• **WRITTEN TASK**
Pull out each line of the listing below that contains the word "building", and copy those lines in full.

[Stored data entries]
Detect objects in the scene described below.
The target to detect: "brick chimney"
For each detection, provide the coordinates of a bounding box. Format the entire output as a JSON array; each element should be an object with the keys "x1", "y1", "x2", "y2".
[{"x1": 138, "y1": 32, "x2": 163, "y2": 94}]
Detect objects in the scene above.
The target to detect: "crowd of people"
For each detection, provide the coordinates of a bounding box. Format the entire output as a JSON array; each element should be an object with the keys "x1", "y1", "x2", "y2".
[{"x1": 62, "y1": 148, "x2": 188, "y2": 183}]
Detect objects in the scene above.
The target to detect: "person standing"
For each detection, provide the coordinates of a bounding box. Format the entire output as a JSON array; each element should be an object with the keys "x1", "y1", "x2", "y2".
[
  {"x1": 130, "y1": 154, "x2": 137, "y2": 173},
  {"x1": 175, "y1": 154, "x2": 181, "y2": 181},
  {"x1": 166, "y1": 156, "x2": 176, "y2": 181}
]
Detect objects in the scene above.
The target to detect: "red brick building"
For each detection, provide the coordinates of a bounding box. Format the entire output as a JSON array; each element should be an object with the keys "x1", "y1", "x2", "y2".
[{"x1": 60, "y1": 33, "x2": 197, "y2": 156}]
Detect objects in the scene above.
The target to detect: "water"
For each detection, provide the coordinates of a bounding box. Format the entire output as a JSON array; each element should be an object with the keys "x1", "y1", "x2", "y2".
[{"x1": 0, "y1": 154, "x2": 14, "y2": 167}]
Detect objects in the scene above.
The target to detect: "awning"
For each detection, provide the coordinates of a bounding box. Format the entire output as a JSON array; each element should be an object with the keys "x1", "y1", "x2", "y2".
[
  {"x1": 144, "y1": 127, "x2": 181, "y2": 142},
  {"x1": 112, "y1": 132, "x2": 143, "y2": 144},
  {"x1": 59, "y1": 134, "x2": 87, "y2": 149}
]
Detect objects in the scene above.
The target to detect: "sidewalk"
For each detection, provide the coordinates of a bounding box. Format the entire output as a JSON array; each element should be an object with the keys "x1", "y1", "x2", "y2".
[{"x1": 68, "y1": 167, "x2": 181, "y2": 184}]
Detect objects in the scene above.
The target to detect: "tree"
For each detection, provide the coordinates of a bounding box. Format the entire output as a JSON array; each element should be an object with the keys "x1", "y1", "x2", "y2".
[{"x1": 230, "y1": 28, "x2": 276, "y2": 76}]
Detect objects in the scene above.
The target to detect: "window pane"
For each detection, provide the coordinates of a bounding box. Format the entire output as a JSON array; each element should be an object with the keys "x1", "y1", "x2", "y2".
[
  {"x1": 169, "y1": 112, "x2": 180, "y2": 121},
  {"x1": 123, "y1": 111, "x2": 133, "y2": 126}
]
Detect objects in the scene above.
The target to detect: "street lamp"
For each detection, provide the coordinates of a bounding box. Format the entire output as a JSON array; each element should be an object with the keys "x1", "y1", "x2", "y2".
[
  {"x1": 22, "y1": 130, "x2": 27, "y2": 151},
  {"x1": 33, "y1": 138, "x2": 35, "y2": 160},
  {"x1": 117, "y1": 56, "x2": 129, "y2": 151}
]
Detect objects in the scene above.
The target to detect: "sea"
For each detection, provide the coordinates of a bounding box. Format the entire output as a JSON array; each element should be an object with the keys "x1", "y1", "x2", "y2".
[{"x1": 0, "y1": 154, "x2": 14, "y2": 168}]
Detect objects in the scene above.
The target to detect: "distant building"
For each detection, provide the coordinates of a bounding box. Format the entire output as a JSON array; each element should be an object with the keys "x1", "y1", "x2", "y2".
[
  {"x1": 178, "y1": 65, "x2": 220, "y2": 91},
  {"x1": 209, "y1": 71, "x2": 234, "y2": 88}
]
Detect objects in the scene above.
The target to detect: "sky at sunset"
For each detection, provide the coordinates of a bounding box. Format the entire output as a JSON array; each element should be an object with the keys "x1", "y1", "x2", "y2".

• **EXPECTED ANSWER**
The target to detect: "red brick building"
The target to detect: "distant building"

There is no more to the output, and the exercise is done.